= MATERIAL FOR THE TASK =
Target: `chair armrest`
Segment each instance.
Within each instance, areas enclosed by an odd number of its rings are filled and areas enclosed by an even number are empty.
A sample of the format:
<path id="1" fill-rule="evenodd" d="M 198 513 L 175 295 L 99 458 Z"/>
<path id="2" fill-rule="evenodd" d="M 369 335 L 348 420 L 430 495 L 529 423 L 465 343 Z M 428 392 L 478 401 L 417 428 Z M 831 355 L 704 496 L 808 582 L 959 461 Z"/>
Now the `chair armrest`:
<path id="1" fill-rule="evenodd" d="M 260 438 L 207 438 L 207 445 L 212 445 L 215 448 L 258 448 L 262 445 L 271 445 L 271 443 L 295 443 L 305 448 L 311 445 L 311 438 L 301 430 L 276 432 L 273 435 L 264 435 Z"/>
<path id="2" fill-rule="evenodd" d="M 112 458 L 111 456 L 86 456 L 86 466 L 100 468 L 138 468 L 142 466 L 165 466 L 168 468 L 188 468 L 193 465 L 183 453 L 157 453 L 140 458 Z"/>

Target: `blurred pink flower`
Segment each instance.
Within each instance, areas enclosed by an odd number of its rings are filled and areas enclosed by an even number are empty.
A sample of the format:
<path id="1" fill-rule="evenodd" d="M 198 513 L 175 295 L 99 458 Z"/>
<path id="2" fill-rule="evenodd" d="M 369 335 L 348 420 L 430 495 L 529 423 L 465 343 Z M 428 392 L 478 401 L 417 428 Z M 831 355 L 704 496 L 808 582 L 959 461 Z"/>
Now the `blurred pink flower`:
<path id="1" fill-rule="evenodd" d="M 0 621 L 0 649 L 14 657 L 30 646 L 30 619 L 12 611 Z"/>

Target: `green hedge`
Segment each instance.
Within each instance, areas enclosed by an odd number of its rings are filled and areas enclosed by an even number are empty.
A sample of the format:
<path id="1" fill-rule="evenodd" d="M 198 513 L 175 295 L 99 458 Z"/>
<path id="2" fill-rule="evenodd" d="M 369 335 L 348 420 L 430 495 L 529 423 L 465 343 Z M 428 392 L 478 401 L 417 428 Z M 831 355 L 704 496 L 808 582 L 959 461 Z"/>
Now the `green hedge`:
* * *
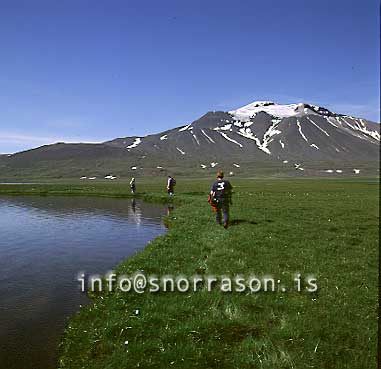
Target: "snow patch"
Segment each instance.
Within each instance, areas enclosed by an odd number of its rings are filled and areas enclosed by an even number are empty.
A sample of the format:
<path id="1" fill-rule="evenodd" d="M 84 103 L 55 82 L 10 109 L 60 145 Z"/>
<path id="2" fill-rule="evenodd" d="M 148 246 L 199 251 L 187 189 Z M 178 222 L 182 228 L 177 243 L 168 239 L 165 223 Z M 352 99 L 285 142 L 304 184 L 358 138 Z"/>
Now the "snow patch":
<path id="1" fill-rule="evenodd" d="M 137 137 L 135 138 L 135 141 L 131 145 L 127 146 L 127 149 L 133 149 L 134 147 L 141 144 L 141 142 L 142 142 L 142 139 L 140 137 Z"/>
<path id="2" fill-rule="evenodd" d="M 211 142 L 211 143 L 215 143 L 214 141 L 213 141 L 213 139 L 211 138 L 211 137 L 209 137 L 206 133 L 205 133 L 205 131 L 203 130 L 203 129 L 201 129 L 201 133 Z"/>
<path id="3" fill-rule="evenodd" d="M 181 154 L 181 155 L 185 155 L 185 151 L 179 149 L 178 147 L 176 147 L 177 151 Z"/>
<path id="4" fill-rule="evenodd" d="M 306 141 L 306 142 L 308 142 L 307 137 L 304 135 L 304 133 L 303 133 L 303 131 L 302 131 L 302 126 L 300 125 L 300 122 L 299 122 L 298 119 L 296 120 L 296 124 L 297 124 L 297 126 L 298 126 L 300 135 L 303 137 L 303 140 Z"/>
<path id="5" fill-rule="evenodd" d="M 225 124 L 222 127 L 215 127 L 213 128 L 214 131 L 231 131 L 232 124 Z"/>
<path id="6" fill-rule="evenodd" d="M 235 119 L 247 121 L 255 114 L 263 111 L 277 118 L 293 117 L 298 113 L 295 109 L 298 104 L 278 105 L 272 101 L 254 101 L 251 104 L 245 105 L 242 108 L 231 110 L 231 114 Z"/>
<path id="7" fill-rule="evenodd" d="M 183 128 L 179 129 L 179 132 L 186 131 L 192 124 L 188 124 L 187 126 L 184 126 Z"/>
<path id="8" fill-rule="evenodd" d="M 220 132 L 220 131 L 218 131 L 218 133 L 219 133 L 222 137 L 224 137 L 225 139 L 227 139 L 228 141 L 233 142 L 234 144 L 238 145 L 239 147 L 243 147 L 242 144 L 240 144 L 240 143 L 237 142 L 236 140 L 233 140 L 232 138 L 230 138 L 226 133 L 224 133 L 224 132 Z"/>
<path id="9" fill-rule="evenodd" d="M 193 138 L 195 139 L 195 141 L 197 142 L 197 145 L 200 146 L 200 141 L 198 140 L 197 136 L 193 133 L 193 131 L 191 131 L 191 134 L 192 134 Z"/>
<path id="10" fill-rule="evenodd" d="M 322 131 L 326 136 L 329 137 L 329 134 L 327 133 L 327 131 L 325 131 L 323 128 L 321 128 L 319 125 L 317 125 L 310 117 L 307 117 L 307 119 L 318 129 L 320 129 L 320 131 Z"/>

= GIVEN INSTRUCTION =
Pick out every line of the records that contains the word "armrest", treating uppercase and lowercase as distinct.

= OUTPUT FOR THIS TASK =
Target: `chair armrest`
Now the `chair armrest`:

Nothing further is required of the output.